Direction :: Pick out each line of the items below that contains the string "rock", matching case exactly, and copy those lines.

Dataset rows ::
--------------------------------

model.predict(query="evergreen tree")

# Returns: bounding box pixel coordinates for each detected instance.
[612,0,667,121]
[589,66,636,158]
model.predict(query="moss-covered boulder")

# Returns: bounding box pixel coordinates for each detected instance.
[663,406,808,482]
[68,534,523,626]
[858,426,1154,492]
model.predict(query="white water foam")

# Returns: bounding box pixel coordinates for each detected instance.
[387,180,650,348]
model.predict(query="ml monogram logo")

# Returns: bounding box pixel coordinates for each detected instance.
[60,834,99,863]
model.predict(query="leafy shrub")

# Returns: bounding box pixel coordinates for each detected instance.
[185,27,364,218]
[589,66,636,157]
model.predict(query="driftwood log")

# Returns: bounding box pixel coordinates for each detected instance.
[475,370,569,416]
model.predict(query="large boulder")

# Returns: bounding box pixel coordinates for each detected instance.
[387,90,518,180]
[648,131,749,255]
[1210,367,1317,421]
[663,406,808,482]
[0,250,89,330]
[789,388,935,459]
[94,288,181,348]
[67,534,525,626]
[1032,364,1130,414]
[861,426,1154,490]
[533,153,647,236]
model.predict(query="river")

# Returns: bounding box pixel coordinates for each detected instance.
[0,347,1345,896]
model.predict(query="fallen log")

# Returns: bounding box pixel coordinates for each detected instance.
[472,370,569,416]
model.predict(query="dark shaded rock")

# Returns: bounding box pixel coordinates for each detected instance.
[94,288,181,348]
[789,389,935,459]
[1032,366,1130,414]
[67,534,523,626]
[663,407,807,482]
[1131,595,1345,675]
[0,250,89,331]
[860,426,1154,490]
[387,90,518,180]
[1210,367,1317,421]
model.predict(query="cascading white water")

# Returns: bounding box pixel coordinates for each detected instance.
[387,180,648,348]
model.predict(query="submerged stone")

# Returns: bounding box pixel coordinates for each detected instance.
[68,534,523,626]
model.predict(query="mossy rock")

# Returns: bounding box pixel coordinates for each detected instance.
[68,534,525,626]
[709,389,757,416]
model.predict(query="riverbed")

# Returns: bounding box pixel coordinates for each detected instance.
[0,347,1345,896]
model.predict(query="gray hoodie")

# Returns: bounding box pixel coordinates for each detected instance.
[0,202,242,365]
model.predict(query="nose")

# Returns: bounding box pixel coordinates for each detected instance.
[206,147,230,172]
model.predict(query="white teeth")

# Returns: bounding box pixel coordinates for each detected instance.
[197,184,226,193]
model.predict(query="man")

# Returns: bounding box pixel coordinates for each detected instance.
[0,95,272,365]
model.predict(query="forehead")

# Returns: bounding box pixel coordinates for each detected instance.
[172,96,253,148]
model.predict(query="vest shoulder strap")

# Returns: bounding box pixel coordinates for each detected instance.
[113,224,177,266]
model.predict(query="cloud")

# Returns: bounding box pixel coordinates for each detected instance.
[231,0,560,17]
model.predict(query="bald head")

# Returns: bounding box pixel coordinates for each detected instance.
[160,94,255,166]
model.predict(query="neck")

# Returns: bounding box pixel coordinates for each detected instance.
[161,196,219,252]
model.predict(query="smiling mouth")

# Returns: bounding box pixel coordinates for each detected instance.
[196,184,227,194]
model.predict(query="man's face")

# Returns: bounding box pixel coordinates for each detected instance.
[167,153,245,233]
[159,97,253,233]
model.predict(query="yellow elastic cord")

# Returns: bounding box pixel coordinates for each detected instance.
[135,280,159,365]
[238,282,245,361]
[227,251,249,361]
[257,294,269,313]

--------------------------------

Exercise answer ::
model.predict(query="dark shaded rock")
model.predict(query="mossy rock")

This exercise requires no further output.